§ **PROBLEMS TO WORK ON**:
A. According to the passage about the Next Step newspaper, on what date did the paper launch?
B. Proceed with the passage about the Next Step newspaper, starting right after its final sentence.

§ **TEXT PASSAGE**:
The report on Mike’s meeting survives because it was forwarded to Ray Wannall, the FBI’s chief of counterintelligence. His copy bears a covering note: “We would appreciate being advised as to your requirements for pertinent information on North Vietnamese and foreign radical involvement overseas with American deserter/draft evader groups and individuals.” The name of the sender is typed below: Richard Ober, the chief of MHCHAOS. The name of the Next Step, we must presume, was soon punched into HYDRA.
* * *
THE NEXT STEP newspaper launched on July 4, 1970. Three stapled tabloid pages with a hand-drawn masthead above a quotation from U.S. Army Regulation 318-135 (D), which asserted a soldier’s right “to read and retain commercial publications for his own personal use.” Its lead story anticipated a large anti-war rally scheduled to take place that day in Heidelberg. The back page described the nature of the secret war it wanted its readers to join. “On almost every base, in Germany, in the USA, and everywhere else (even Alaska) where there are U.S. troops, there are unnamed groups of GIs quietly and skillfully doing a damned gutsy job. They’re organizing GIs to fight while they’re in the military, but for the people, and not for Nixon.”
Most GI newspapers had a freewheeling, proto-punk aesthetic. They contained cartoons snipped savagely from other publications, pages laid out like ransom notes, expletive-filled copy. The Next Step was much more serious—closer, its makers hoped, to the kind of paper to which Trotsky was contributing in Vienna just before the First World War. It ran a campaign against the army’s attempts to build better relationships among its men. Forums in which GIs could discuss their grievances with superiors were dismissed as “sycophancy” and “dull palaver.” It recorded cafeteria scuffles within bases, the slashing of officers’ car tires, the hurling of a smoke bomb through the window of the officers’ club in Kirch-Göns.

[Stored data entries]
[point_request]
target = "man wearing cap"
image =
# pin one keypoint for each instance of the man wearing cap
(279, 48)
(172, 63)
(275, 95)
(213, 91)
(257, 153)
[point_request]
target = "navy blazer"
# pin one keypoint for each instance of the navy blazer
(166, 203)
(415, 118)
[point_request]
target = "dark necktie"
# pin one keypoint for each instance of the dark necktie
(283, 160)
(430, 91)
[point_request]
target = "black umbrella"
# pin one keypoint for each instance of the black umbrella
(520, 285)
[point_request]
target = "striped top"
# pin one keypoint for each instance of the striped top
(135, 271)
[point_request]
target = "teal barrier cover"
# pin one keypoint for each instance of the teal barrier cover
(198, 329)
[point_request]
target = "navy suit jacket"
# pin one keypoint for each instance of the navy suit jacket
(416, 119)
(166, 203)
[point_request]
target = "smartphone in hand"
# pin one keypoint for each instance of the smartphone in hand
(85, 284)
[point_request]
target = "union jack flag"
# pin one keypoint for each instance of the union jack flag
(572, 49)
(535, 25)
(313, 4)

§ **ANSWERS BELOW**:
A. July 4, 1970

B.
In August 1970, the Next Step brought news that the U.S. Army stockade at Mannheim was “riot ripe”: a white GI had thrown a glass of milk into the face of a black prisoner. Disturbances followed. The guard on the ammunition dump was doubled. Then dozens of men fell ill with food poisoning. The paper believed this was deliberate—that the brass had spiked the stew to ensure that the men were too busy vomiting to smash the furniture or help themselves to guns and grenades. Maybe it was true. Or maybe this reasoning was an indication of the shape of things to come.
* * *
MICHAEL VALE HAD always had his doubts about many of the men who came to Sweden. The exiles, particularly those who were resisting the draft rather than military orders, were too individualistic, too liberal, to submit to the kind of discipline he favored. From 1970, the American Deserters Committee lived on without him, in a much-reduced condition.
Those in its decaying orbit made their feelings known on the pages of its newsletter. “Let me say this as straight as I can,” wrote one deserter who had been in Sweden from early 1968. “The ADC is a shit organization. It pontificates about ‘unity,’ but in practice promotes nothing but discord.” Another longtime member agreed: “Some of the actions of the paper staff and ADC members tend to indicate that they want a monopoly on the action to insure that there won’t be no action.” The objects of this criticism replied with a quote transcribed from Pyongyang Radio, as interminable as a Swedish winter.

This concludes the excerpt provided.